→ EXTRACT:
Mark Wahlberg‘s insane workout regiment for Uncharted went viral last year, and the actor is well known for getting into incredible physical shape for the multitude of action thrillers that have been his bread and butter for the last two decades. However, the 49 year-old can be a great dramatic actor in the right project, too, as his Academy Award nomination for The Departed and Golden Globe nod for The Fighter will attest.
The last time Wahlberg produced a boxing-related biopic, David O. Russell’s aforementioned drama saw Christian Bale win an Oscar for Best Supporting Actor, while the movie itself was shortlisted for Best Picture, Best Director and Best Original Screenplay. The Spenser Confidential star is now chasing more awards season glory, after he revealed in a new interview that he’s set to pack on 30 pounds to play Stuart Long in Father Stu.
“After we do the boxing scenes, I get to put on as much weight as possible over the course of the film, so I’m challenging myself to put on 30 pounds in the next six weeks. … They want me to do it as healthy as possible and I’m like ‘Dude, I’ve been on such a regimen for so long, I just want to eat everything in sight. … I want to go to bakeries. I want to go to Denny’s. I want to get pancakes. I want to get everything I can possibly get my hands on’.”
Mel Gibson’s longtime partner Rosalind Ross wrote the script and will make her feature directorial debut on the project, with Gibson set to play Mark Wahlberg‘s onscreen father for the second time after Daddy’s Home 2, and Father Stu’s true-life story is so unbelievably fascinating that the dramatized retelling should already be viewed as a potential prestige picture, despite shooting only kicking off yesterday.
Stuart Long’s boxing career was cut short after a broken jaw, so he moved to Los Angeles in an effort to become a movie star, but that dream also ended when he suffered a horrendous accident on his motorcycle that saw him hit by one car and then run over by another. While recovering he said he’d had an out of body spiritual experience which led to him training to become a priest and if that wasn’t enough, he was then diagnosed with a rare degenerative muscle disease that had him confined to a motorized chair by the time he passed away in 2014. As you can see, then, there’s one hell of a story there to be told.

→ EXERCISE GOAL: Using the Father Stu article, please explain in one to three sentences why Stuart Long began training to become a priest. The items that come next are separate material, apart from the Father Stu article.

→ SOURCE DATA:
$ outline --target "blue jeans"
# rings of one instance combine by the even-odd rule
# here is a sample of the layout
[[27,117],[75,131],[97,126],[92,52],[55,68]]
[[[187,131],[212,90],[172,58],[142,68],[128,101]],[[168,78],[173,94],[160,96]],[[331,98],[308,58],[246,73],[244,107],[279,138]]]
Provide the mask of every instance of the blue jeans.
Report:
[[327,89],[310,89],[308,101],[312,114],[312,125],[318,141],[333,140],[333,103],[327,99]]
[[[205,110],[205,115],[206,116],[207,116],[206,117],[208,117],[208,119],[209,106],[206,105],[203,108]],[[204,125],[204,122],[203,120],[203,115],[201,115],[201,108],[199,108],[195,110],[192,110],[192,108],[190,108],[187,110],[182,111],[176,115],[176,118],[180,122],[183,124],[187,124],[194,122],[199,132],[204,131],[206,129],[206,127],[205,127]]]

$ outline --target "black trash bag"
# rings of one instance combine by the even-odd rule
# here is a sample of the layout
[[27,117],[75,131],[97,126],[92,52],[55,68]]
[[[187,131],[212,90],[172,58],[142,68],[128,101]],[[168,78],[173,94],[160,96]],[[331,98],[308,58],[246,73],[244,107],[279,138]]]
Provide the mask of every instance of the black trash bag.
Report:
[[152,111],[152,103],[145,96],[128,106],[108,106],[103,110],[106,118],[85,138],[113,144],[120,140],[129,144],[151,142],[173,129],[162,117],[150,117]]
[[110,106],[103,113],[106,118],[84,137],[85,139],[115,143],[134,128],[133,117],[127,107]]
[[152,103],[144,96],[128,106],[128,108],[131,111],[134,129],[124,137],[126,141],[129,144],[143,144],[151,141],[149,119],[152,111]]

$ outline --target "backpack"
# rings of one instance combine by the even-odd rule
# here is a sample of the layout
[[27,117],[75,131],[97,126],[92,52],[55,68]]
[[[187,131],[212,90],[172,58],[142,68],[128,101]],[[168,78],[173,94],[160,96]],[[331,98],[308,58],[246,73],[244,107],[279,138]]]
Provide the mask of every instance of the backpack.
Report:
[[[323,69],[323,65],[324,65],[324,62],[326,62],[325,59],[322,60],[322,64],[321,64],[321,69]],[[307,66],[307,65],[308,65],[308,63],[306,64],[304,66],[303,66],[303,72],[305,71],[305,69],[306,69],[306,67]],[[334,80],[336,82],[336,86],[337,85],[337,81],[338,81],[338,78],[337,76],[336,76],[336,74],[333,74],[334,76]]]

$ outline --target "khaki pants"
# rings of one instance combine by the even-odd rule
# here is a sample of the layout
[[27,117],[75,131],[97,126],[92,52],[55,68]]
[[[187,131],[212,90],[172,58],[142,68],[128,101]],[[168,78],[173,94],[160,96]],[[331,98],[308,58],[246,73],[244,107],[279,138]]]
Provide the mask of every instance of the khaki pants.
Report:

→ SOLUTION: Stuart Long was hit by one car and then run over by another in a motorcycle accident. While recovering, he said he had an out of body spiritual experience, and that experience led him to train to become a priest.